JOB:
Count the lines below that contain the string "chain", and reply with only that number.

RECORDED INFORMATION:
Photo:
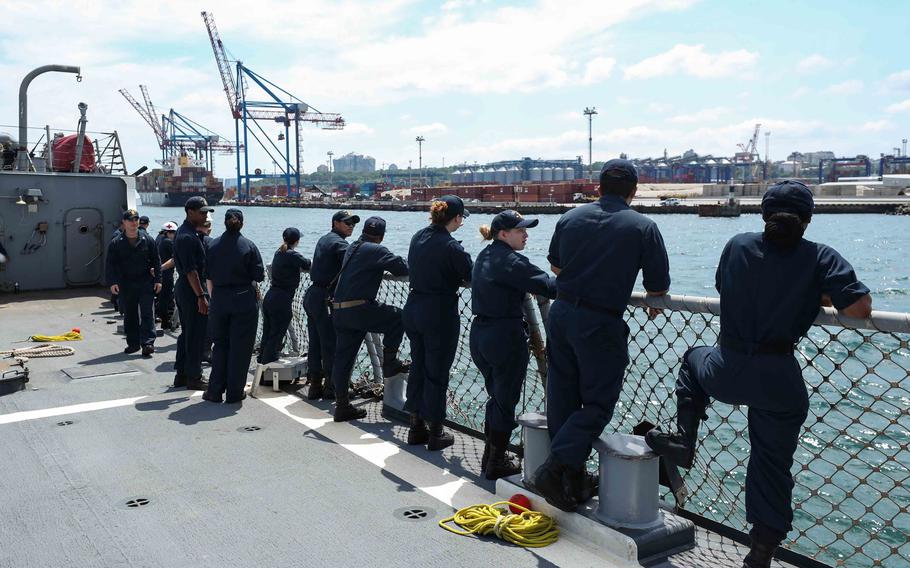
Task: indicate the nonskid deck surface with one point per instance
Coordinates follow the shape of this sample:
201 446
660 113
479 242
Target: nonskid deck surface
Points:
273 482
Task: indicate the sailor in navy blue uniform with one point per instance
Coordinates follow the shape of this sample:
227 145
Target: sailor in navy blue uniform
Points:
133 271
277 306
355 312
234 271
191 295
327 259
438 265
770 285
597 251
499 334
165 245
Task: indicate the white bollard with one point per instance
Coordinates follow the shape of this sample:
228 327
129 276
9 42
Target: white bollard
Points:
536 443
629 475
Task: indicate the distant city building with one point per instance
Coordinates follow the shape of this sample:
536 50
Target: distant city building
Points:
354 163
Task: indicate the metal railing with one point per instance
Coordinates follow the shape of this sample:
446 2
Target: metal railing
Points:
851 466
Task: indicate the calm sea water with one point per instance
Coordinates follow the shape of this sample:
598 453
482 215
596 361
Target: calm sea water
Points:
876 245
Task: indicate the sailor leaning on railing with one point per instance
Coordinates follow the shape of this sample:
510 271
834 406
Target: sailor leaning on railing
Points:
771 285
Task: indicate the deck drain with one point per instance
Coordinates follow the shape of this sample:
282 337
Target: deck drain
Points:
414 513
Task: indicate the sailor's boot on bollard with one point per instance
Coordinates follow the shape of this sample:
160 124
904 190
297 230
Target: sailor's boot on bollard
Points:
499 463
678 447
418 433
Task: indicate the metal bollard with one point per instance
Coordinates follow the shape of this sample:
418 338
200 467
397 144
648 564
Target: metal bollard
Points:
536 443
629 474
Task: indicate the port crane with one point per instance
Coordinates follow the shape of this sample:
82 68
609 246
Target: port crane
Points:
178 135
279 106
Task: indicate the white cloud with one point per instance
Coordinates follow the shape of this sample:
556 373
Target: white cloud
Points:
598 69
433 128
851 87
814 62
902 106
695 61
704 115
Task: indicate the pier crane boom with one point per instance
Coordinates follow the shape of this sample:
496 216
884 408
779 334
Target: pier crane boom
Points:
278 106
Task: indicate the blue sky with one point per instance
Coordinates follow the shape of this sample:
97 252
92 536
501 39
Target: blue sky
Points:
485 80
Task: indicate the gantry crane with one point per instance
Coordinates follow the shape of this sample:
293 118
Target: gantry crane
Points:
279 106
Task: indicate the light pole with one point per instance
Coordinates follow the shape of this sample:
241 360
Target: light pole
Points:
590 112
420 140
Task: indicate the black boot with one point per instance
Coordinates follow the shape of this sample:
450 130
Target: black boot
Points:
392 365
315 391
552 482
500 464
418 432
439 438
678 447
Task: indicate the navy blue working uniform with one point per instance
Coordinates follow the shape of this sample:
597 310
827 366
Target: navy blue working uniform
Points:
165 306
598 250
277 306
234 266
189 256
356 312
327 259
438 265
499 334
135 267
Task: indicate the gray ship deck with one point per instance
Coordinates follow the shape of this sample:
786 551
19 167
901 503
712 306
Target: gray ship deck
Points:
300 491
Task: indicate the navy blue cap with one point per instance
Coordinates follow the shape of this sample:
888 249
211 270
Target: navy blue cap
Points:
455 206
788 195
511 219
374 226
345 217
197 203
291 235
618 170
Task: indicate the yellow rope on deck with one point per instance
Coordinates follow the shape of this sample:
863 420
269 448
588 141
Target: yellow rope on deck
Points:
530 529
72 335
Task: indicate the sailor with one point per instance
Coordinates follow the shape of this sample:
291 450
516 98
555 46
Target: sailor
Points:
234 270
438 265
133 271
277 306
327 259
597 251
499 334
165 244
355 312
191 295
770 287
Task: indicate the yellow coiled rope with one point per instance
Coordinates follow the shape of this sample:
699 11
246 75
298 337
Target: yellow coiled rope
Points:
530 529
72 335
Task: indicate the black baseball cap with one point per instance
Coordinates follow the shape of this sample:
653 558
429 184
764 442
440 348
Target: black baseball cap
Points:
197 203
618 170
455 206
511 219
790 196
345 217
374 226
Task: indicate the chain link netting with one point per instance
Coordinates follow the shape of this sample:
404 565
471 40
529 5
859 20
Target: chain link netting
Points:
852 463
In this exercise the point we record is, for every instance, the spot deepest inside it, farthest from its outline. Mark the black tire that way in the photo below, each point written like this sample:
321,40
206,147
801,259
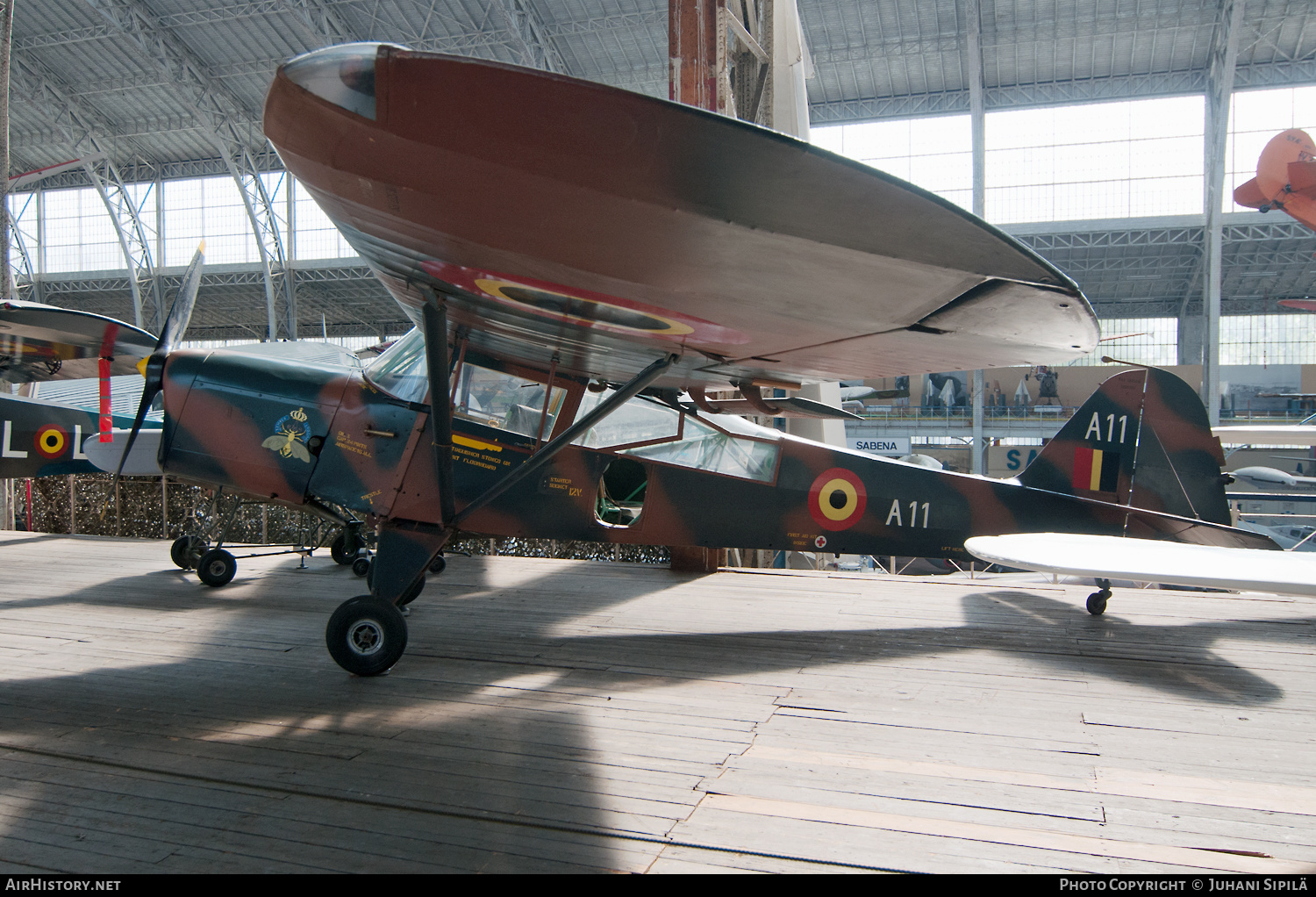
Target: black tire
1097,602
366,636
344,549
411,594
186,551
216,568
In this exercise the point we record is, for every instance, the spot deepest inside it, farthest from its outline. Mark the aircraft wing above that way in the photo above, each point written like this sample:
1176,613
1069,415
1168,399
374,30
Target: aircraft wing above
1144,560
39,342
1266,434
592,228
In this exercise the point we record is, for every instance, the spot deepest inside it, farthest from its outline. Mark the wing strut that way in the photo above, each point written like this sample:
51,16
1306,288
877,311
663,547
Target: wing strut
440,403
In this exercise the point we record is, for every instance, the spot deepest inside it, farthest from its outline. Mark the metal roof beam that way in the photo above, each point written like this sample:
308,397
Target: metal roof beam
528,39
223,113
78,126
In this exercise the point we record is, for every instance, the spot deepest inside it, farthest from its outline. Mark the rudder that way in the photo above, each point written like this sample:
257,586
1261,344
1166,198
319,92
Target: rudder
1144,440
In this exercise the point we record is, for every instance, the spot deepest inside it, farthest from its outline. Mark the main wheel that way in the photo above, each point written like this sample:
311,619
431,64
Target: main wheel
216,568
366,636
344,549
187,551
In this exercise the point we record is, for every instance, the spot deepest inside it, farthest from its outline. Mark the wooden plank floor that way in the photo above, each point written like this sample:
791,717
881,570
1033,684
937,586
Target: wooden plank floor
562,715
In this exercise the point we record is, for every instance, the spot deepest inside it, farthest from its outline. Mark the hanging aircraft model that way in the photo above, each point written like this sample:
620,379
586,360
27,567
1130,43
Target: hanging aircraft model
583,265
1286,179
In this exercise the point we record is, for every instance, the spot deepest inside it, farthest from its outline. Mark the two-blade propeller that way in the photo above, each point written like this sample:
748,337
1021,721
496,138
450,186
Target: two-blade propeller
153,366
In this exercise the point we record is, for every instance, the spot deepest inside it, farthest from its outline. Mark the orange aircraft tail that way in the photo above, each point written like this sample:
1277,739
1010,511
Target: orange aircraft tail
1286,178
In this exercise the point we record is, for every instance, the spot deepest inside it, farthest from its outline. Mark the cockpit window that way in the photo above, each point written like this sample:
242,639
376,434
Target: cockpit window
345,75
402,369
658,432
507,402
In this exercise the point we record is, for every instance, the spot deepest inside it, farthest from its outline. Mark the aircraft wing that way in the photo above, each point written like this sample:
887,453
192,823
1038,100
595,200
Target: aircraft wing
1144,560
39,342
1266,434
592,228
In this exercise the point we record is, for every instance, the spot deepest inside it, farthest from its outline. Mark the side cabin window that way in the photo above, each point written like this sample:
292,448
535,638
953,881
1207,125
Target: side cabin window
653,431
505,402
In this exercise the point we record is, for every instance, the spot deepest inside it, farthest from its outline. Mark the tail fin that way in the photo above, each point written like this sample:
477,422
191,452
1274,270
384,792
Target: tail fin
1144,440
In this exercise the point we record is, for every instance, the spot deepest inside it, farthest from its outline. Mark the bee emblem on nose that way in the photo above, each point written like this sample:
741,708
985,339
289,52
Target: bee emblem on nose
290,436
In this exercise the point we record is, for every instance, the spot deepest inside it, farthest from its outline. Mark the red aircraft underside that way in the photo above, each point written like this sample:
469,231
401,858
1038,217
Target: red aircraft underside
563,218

--

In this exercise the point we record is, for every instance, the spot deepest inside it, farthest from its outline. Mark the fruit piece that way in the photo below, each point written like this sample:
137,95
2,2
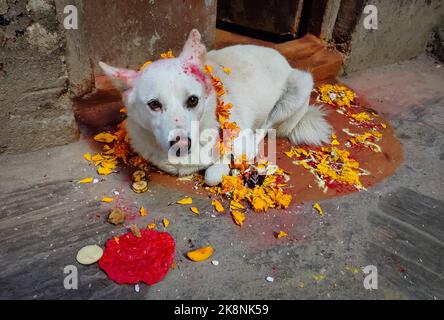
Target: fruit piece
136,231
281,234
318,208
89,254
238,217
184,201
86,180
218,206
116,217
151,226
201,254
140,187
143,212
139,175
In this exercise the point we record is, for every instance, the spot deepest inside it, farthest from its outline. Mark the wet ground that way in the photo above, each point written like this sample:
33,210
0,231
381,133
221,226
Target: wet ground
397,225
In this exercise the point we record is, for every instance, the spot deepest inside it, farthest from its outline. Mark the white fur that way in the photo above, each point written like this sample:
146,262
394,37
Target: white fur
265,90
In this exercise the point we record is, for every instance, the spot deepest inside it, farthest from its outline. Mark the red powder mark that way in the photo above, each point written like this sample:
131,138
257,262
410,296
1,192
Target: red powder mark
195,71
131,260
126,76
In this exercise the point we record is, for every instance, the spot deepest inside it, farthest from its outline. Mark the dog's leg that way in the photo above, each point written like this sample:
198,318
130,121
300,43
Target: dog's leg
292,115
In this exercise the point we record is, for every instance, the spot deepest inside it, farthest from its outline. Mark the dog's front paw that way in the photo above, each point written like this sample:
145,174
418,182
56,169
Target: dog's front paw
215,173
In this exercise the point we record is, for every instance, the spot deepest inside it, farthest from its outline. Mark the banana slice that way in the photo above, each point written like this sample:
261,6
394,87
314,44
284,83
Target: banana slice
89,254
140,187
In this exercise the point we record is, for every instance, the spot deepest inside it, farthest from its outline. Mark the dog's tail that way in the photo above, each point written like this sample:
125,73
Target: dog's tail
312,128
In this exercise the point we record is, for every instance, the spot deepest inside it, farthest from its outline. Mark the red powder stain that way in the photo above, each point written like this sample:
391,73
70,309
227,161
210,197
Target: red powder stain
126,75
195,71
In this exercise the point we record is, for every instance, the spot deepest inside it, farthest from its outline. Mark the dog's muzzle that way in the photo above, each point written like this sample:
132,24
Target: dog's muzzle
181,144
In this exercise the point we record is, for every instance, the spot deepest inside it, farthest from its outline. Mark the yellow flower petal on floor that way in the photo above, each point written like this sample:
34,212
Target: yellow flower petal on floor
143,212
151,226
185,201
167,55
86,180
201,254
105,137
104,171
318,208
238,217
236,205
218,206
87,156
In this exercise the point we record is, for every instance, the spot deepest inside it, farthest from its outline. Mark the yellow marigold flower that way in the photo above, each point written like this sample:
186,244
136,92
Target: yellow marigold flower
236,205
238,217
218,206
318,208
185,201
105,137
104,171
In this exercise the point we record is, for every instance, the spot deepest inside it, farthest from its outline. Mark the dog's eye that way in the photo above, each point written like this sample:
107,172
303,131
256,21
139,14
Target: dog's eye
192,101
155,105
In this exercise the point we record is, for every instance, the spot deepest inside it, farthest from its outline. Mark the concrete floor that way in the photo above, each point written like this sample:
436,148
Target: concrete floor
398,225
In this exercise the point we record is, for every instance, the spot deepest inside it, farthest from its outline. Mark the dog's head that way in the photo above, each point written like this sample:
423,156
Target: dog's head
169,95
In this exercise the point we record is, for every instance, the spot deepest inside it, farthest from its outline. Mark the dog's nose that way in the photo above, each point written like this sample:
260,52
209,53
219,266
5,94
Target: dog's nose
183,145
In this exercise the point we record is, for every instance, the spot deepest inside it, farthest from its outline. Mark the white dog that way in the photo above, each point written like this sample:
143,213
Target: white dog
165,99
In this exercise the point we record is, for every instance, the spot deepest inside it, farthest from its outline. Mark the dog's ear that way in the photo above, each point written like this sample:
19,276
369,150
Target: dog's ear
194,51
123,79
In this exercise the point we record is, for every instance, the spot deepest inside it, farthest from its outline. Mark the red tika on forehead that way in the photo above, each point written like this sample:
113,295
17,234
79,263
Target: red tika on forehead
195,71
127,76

* * *

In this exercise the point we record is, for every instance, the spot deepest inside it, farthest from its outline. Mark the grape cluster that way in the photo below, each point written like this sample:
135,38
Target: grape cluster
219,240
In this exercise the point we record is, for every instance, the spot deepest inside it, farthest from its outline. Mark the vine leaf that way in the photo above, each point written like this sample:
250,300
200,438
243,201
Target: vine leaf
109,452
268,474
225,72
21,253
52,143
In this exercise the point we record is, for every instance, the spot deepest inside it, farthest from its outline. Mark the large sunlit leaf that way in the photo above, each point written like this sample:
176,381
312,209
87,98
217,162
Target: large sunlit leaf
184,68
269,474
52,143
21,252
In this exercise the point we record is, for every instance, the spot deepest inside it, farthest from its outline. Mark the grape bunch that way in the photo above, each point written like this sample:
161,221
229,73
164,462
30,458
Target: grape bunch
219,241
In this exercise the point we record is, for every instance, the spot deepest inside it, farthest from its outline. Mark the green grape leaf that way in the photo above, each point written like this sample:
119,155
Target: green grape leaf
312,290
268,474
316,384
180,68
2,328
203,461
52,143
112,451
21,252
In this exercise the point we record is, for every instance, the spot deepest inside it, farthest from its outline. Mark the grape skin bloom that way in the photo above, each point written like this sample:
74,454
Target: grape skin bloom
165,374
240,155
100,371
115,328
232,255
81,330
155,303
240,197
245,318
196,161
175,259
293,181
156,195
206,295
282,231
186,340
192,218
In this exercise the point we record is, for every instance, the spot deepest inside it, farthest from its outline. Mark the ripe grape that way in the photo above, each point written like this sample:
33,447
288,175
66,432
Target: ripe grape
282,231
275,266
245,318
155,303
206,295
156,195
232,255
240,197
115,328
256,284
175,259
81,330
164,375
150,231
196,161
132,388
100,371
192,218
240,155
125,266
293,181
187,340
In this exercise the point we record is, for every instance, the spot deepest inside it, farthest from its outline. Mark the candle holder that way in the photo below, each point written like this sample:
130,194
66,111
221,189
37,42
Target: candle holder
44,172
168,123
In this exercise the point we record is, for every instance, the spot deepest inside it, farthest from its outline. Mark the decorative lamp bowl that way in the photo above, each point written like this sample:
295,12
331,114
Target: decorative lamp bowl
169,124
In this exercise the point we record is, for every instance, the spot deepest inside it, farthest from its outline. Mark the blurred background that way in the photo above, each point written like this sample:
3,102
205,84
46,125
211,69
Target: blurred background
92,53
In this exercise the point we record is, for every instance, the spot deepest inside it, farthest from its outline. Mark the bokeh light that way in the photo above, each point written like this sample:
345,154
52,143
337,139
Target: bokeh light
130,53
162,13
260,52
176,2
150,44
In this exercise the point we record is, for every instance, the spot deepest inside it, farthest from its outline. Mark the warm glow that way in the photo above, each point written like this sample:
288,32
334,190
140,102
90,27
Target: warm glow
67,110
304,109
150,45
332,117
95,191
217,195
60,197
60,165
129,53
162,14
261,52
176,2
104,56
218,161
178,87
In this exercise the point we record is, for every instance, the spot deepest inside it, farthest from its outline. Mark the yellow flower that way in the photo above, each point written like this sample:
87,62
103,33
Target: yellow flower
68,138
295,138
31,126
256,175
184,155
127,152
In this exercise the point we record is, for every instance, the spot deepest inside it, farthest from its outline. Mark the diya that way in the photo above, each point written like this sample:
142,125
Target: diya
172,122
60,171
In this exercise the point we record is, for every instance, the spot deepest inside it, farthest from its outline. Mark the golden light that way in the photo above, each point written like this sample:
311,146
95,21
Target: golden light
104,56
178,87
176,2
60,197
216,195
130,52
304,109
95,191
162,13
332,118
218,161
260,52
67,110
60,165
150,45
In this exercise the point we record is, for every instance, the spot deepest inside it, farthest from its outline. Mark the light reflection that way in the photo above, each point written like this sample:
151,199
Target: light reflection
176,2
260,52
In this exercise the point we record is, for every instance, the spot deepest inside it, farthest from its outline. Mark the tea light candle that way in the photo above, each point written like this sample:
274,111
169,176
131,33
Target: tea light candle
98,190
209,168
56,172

COMPLETE ANSWER:
2